> _What you need to do_: Tally the lines in the listing below that contain the string "waterfall". Report only the resulting number.

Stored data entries
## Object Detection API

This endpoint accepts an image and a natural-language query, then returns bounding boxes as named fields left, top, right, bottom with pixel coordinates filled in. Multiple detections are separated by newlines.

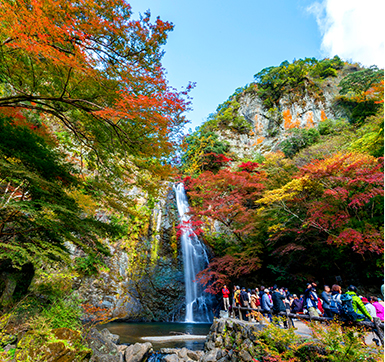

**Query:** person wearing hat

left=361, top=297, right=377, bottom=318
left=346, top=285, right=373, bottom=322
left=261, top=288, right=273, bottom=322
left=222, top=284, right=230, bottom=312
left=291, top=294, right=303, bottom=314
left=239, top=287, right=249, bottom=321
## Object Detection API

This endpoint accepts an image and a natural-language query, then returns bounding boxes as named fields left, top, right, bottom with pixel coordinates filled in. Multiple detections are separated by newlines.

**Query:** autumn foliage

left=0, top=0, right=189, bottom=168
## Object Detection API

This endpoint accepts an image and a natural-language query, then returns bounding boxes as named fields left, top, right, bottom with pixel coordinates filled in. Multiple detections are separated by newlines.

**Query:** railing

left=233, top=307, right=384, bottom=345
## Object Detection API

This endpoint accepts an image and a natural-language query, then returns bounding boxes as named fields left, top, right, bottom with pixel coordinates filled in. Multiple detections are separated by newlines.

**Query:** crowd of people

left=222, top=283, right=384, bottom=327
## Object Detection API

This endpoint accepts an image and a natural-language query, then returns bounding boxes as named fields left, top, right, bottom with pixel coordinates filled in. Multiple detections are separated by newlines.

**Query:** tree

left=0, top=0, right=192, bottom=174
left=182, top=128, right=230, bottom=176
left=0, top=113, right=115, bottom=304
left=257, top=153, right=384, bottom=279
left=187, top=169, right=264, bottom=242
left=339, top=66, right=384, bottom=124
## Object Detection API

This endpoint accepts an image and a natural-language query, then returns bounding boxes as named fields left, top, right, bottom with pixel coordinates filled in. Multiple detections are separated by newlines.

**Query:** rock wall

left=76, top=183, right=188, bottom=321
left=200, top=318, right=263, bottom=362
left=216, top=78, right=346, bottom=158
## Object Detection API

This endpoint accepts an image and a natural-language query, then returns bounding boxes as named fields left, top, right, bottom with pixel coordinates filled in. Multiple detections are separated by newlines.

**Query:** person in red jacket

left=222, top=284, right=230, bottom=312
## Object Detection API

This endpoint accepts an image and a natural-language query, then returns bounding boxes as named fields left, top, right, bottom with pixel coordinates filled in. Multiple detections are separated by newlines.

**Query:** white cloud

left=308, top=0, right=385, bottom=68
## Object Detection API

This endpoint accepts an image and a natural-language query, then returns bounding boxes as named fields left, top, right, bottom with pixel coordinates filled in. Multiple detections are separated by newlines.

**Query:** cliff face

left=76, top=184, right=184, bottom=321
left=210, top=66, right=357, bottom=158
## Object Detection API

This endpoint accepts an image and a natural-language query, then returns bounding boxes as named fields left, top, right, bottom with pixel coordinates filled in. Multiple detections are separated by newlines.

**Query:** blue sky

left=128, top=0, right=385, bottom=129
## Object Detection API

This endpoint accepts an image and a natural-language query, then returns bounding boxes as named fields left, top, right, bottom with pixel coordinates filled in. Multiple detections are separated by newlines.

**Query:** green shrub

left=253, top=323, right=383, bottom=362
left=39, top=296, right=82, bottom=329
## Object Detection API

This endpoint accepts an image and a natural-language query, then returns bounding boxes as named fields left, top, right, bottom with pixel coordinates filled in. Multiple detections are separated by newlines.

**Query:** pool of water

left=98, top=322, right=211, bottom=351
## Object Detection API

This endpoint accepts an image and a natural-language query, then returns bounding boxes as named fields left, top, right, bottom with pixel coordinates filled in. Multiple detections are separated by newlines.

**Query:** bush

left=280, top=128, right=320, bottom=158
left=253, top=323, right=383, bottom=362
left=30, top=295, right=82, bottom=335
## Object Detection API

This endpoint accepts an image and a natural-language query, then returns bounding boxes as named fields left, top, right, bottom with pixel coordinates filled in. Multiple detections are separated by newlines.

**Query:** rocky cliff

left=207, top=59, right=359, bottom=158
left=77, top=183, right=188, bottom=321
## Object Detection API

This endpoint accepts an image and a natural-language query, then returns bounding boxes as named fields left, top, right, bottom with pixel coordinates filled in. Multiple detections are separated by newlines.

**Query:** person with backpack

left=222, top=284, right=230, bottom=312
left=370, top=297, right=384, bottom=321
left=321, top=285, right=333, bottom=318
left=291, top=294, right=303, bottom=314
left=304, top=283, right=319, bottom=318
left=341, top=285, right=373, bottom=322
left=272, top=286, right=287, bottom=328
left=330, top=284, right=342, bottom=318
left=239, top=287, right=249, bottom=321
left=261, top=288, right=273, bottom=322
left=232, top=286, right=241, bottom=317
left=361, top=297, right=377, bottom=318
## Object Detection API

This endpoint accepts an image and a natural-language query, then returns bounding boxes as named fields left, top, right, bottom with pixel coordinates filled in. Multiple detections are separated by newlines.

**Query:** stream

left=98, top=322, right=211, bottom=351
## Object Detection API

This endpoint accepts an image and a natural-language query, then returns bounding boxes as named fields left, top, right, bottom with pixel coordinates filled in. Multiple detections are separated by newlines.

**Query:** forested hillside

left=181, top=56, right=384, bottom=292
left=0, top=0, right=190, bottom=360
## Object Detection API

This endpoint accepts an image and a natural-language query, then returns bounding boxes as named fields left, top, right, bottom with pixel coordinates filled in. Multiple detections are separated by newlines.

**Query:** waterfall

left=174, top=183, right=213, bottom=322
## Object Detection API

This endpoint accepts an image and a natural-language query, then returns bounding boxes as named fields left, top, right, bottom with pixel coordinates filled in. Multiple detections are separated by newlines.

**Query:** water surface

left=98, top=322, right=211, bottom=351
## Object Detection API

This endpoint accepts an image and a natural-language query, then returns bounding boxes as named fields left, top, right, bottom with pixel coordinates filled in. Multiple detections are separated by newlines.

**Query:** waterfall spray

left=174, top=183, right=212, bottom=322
==
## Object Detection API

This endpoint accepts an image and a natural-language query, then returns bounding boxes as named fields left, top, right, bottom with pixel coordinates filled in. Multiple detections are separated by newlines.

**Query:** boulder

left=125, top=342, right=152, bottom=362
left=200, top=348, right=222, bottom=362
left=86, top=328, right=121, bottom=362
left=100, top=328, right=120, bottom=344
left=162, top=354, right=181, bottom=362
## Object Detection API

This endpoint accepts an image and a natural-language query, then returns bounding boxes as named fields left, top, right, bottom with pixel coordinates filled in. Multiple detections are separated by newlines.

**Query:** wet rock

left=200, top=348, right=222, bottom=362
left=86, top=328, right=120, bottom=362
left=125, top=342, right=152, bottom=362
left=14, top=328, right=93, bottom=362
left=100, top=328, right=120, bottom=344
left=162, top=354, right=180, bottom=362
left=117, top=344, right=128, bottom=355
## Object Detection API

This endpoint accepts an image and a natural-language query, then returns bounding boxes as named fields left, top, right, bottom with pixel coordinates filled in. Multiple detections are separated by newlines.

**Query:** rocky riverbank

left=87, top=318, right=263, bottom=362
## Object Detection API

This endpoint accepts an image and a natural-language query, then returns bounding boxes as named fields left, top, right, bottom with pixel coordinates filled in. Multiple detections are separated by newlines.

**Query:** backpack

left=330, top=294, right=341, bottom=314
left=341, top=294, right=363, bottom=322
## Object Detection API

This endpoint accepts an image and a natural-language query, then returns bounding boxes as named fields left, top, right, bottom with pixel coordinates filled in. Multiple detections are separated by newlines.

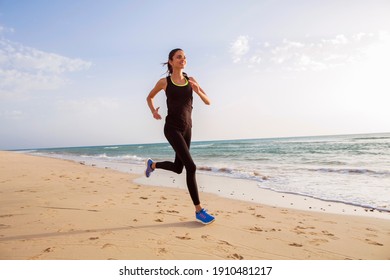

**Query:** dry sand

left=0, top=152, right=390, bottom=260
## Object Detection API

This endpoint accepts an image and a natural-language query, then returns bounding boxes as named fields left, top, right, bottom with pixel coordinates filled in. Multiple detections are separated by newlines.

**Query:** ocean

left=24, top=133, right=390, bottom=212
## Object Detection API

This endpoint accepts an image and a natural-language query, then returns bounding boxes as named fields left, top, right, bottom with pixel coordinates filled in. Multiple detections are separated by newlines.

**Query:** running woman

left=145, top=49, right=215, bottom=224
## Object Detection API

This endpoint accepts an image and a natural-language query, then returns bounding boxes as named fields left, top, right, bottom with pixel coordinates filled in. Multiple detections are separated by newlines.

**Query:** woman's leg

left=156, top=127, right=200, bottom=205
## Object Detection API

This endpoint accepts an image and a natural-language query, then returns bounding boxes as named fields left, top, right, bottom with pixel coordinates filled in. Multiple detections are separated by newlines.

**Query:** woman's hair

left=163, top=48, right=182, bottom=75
==
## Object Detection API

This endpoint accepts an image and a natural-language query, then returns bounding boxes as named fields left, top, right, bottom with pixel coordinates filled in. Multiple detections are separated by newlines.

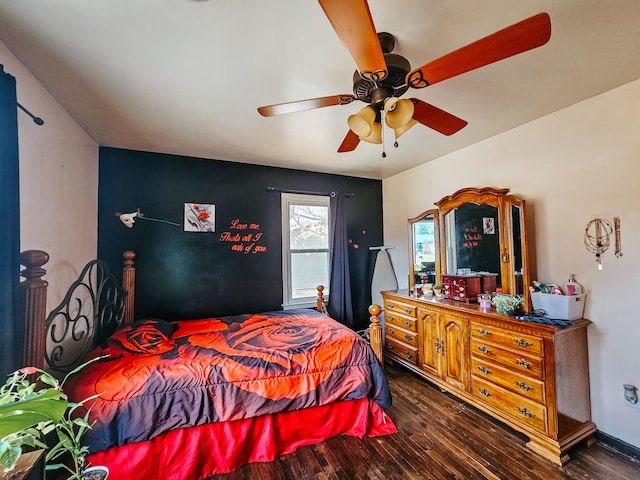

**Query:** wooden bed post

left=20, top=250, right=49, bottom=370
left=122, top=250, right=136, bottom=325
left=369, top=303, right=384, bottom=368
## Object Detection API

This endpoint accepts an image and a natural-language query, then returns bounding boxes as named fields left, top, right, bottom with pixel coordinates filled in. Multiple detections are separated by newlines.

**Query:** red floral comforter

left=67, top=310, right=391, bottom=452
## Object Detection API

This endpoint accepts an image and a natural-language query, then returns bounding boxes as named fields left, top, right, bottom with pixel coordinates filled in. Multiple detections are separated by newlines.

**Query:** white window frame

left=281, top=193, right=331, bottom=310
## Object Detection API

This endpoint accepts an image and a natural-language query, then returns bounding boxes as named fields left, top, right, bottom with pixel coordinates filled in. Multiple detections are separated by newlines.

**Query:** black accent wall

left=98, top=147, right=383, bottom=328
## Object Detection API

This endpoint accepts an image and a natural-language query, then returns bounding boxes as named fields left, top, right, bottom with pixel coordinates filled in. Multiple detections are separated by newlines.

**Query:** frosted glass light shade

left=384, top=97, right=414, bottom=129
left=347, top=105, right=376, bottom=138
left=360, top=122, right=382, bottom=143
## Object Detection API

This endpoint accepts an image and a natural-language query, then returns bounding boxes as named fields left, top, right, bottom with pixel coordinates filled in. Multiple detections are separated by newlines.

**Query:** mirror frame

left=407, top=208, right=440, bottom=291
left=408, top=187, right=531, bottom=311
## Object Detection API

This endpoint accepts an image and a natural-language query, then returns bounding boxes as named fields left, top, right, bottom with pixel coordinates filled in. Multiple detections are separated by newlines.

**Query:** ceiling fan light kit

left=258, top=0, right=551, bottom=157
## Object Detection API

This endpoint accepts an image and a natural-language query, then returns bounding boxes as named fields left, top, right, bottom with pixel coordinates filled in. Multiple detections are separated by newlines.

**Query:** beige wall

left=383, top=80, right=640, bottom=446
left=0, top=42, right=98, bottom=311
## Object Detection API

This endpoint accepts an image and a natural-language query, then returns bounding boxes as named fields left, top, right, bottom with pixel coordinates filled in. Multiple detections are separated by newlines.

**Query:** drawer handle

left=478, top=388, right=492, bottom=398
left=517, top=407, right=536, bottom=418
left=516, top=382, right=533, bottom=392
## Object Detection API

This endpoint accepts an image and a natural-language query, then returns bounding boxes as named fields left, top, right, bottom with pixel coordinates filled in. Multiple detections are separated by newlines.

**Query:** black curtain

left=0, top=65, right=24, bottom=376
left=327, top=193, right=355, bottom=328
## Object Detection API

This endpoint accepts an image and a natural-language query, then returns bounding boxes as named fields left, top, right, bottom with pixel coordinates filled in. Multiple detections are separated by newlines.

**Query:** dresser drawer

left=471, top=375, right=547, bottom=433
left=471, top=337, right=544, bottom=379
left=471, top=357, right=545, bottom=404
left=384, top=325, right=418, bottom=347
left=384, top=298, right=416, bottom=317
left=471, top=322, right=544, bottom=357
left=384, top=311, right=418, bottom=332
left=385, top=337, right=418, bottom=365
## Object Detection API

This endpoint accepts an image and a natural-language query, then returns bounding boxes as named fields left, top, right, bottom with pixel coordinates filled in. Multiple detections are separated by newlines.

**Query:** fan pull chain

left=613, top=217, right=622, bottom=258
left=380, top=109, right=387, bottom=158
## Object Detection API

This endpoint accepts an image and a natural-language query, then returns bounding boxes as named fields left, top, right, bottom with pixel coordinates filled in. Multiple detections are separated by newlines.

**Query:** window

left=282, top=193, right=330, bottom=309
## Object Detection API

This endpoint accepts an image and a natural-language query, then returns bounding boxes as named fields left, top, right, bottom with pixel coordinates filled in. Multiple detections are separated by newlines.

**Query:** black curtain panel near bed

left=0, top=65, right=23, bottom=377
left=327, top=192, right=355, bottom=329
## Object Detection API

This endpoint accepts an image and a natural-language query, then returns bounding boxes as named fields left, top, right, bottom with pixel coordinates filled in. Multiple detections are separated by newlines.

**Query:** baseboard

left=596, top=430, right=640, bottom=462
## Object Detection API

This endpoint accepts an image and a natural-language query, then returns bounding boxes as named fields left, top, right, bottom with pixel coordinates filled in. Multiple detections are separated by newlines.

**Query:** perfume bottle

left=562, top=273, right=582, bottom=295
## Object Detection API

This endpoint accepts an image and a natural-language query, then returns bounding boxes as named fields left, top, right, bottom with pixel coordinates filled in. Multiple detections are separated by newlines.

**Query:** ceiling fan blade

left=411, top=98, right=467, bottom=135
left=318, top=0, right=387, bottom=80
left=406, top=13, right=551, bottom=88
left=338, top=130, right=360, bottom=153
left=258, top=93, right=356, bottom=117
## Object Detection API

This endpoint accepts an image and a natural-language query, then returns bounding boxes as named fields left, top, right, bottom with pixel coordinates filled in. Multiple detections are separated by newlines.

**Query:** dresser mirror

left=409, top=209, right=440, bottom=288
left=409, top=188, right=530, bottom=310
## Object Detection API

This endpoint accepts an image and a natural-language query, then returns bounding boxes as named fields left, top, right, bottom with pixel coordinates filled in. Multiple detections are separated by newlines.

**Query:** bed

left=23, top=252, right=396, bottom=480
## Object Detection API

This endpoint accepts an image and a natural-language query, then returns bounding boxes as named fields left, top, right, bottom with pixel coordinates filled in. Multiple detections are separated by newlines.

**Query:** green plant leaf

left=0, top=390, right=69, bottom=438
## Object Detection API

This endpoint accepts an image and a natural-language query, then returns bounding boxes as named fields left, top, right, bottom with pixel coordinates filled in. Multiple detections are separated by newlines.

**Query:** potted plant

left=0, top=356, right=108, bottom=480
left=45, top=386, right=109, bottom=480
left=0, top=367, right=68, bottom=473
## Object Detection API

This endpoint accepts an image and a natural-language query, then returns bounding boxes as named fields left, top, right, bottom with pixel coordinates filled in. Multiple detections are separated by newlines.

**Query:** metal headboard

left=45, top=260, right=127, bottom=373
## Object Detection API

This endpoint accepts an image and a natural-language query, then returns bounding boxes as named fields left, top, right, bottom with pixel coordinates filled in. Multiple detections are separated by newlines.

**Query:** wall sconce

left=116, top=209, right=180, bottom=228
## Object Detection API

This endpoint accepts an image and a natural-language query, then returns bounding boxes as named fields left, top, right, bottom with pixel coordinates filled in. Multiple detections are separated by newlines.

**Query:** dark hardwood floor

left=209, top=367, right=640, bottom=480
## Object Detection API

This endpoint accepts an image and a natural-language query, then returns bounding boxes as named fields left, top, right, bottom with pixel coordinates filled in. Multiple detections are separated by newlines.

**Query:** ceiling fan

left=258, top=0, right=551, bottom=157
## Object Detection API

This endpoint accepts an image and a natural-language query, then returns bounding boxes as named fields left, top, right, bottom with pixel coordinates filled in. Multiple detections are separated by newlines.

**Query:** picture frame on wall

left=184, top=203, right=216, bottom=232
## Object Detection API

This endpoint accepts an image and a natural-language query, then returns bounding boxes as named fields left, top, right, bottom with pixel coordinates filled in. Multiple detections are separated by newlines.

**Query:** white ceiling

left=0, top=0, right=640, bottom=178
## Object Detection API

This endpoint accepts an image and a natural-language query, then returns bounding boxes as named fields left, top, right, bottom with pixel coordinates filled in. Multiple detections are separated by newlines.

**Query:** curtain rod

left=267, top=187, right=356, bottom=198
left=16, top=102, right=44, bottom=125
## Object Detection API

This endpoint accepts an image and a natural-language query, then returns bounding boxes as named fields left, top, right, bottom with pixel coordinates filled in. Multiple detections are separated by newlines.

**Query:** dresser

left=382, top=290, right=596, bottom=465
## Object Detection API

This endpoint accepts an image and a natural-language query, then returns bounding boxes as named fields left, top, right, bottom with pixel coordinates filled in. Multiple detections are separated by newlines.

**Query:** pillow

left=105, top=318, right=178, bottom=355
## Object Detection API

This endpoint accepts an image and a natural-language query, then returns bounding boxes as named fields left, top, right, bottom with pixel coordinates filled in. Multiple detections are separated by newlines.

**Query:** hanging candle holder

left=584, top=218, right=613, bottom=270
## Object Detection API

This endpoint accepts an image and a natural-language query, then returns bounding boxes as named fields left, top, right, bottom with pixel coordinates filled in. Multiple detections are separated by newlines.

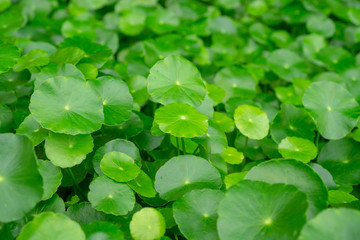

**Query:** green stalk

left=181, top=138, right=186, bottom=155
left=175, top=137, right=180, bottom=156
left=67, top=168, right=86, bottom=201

> _Right answer_: 2